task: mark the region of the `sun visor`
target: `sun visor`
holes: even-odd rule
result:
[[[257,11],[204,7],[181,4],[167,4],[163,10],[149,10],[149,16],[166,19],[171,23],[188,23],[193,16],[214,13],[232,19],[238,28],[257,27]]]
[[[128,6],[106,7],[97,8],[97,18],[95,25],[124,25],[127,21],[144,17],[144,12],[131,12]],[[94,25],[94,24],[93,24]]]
________________________
Rewrite the records, changing every "sun visor" to "sun shade" and leaving everything else as it is.

task: mark the region of the `sun shade`
target: `sun shade`
holes: even-odd rule
result:
[[[257,11],[204,7],[181,4],[167,4],[163,10],[149,10],[149,16],[166,19],[171,23],[188,23],[193,16],[214,13],[232,19],[238,28],[257,27]]]
[[[128,6],[106,7],[97,8],[97,18],[95,25],[124,25],[127,21],[144,17],[144,12],[131,12]],[[94,25],[94,24],[93,24]]]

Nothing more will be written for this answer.